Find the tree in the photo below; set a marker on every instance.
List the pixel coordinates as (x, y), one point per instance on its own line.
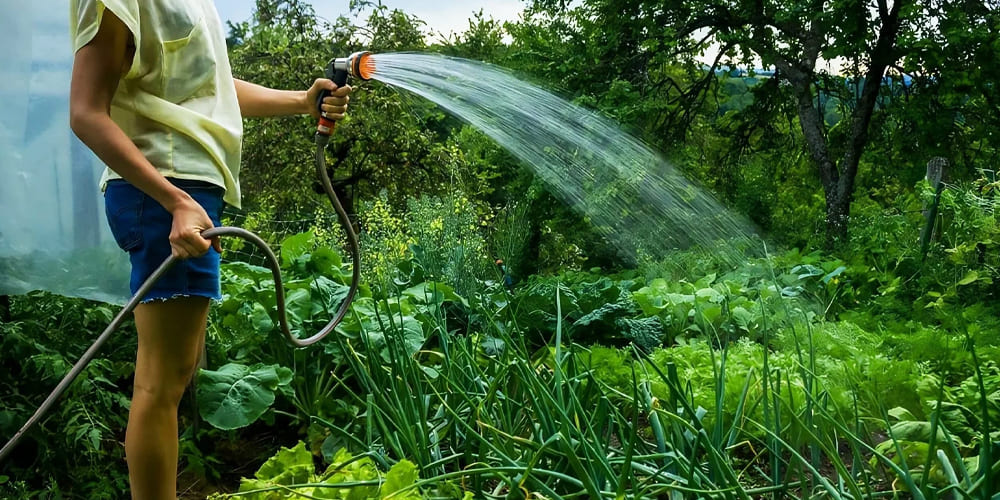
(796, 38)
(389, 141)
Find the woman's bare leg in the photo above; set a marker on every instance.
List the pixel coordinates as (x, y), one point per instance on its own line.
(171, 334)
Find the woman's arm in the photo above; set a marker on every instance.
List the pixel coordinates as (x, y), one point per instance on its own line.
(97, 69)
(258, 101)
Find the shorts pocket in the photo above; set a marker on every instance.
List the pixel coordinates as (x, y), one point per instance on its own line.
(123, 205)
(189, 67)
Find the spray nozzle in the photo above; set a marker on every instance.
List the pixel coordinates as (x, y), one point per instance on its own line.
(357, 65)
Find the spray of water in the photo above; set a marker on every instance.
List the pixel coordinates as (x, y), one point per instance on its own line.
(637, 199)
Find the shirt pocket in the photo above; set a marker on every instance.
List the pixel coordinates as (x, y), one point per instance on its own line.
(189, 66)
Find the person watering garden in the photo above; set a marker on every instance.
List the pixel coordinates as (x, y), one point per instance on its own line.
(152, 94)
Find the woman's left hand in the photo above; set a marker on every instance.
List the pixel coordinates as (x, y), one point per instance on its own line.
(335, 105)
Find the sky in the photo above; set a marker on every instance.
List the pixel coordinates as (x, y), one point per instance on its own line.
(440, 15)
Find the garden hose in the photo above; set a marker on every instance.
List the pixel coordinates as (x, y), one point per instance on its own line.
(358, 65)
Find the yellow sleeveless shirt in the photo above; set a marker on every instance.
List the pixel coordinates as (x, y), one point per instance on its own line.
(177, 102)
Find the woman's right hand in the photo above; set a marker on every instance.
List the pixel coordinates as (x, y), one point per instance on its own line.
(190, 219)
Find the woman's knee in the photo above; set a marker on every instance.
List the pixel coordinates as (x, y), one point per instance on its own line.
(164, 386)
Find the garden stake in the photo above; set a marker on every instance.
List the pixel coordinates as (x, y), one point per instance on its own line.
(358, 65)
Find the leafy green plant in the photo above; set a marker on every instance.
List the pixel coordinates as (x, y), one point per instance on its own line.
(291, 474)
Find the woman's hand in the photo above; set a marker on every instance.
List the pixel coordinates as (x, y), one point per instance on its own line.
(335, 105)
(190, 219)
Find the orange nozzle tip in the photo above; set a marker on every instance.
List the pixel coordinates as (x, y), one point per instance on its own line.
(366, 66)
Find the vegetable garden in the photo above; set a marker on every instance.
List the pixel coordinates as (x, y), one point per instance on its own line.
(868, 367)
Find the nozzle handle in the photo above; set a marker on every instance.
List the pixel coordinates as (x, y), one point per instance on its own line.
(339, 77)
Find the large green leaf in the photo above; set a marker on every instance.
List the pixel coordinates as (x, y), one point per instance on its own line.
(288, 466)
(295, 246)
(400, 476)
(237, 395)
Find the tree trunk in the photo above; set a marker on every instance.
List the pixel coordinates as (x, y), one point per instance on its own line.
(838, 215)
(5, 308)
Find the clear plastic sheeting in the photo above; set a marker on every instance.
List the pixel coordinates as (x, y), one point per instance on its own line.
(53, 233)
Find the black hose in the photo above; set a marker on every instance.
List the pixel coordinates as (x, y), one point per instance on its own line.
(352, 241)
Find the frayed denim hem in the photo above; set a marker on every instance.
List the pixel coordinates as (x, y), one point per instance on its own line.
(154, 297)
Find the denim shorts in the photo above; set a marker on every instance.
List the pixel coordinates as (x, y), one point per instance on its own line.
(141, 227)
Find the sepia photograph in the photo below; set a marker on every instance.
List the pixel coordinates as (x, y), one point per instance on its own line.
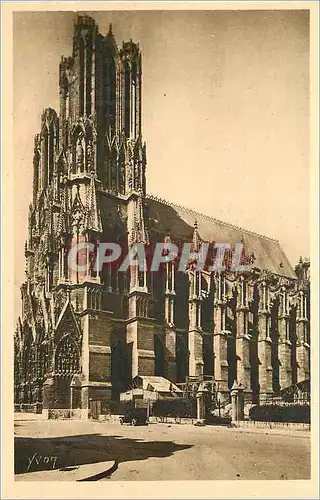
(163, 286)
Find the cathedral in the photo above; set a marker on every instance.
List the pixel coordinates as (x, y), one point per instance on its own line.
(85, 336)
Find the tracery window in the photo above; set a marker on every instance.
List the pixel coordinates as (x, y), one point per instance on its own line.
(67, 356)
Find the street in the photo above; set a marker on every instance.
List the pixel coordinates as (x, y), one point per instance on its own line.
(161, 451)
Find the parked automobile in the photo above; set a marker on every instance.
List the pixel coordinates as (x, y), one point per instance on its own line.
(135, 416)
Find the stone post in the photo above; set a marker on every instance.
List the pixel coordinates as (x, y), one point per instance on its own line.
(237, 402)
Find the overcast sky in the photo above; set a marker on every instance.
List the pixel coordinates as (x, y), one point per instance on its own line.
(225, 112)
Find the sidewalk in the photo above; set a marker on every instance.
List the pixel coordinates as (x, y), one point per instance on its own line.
* * *
• _Exercise details_
Every entry must be written out exactly, with all pictures left out.

• _Written reply_
Find the tree in the photo below; set a marker on every instance.
List the pixel coordinates as (x, y), one point per instance on its own line.
(796, 38)
(389, 141)
Find the woman's bare leg in the photo above; set a marker on every instance.
List the pixel coordinates as (x, y), one point per instance on its own line.
(171, 334)
Find the woman's arm in the photo above; set a marker on every instance.
List the pixel coordinates as (x, y), one point per instance on its own line.
(97, 69)
(258, 101)
Find the shorts pocket in the photo above; set a marker on every instance.
List the pixel coordinates as (x, y), one point per instance on its own line.
(123, 205)
(189, 67)
Find the spray nozzle in the photo above; set a marker on every instance.
List the pixel coordinates as (x, y), one point per instance on its own line.
(357, 65)
Find the spray of water in the photo above; set a marker on every instance.
List the pixel coordinates as (x, y), one point per instance on its own line.
(637, 199)
Find the shirt pocket in the photo above; set a marker on every instance.
List the pixel coordinates as (x, y), one point per instance on its own line.
(189, 66)
Find the person watering garden in the photo above; set a marker on every instance.
List the pixel coordinates as (x, y), one point per instance on its own line.
(152, 94)
Find the woman's left hand in the photo above; set a marker on every instance.
List the pixel coordinates as (x, y), one point per instance on its own line.
(335, 105)
Find the sky in the photo above; set a marker on every instance.
List the pixel coordinates as (x, y), one point per instance on its own line.
(440, 15)
Find the garden hose in the photo above; set a marker on every instance.
List the pixel coordinates as (x, y), one point per instance on its own line.
(358, 65)
Find the yellow sleeveless shirt in the photo above; set a marker on every instance.
List the pixel coordinates as (x, y), one point per instance on its own line.
(177, 102)
Find the woman's right hand in the photo above; set a marker on every instance.
List the pixel coordinates as (x, y), one point per instance on its own line.
(190, 219)
Find the woman's knee in the photo above; set a marker on every instance.
List the pixel coordinates as (x, y), one point per instance on its own line.
(164, 386)
Find the garden stake in the photo above; set a marker on every instance.
List the pixel coordinates as (x, y), one point per instance on its own line.
(358, 65)
Find the leafy green plant in the photo above; set a marker on every instance.
List the pixel coordinates as (x, y), one point per instance on its own line.
(291, 474)
Find the woman's hand in the photo above; set a marker on every instance.
List the pixel coordinates as (x, y), one point per instance on its own line.
(335, 105)
(190, 219)
Find the orange nozzle tip in the photo above; set a marker on every instance.
List the pixel coordinates as (x, y), one point per instance on its own line.
(366, 66)
Find the vegetable garden in the photo above; set a marker on every instance.
List the pixel coordinates as (x, y), one point per instance on its own line.
(868, 367)
Find the nozzle handle in the photo above; set a marker on every instance.
List the pixel coordinates as (x, y), one point per instance on its own line.
(339, 77)
Find the large green leaf in the photo above; set a marker on every instance.
List the pixel coordinates as (x, y), one point per instance on its own line.
(288, 466)
(295, 246)
(400, 476)
(237, 395)
Find the tree trunk in the photo above; set a marker on every instance.
List the pixel coordinates as (x, y), one point per instance on its own line.
(838, 215)
(5, 308)
Find the clear plastic sheeting in the photo above; set a marker on every instance.
List the pixel coordinates as (x, y), one point per instance on its own line.
(53, 233)
Find the black hose in the photo above; set a marker on every instance.
List the pixel coordinates as (x, y), one point per instance on its own line.
(352, 241)
Find the frayed denim hem in the photo above; set a marker on every instance.
List the pixel coordinates as (x, y), one point per instance on its own line.
(154, 297)
Find the denim shorts in the photo above; set a marker on every instance.
List the pixel coordinates as (x, y), one point per instance on its own line.
(141, 227)
Find the sepia photograph in the photo below; set a marker on every instance.
List the pixel coordinates as (x, y), one point per instance on its own line.
(163, 286)
Find the cathedral in the photo above; set a marker on every instance.
List the pixel coordinates as (x, y), one point per instance on its own line.
(85, 336)
Find the tracery window in the photo above; set a marker on every instance.
List the pixel coordinates as (x, y), one point per instance on its own line.
(67, 356)
Find the street in the photo above; set a marker on every instance.
List the pixel coordinates as (x, y), one point per instance on its own line.
(161, 451)
Find the parked automobile in the photo above; set a marker on every instance.
List the pixel coordinates as (x, y), one point per instance on its own line.
(135, 416)
Find the stone post in the photo above; set a marker on every instance.
List the pixel coordinates as (x, y), one point per instance on its own line.
(237, 402)
Find the overcast sky in the photo above; set a marker on every instance.
List the pixel coordinates as (x, y), one point per instance on its own line.
(225, 112)
Find the sidewalk in the photo above; set a marker on every instance.
List the pixel coordinates as (x, y), one point per instance on its own line.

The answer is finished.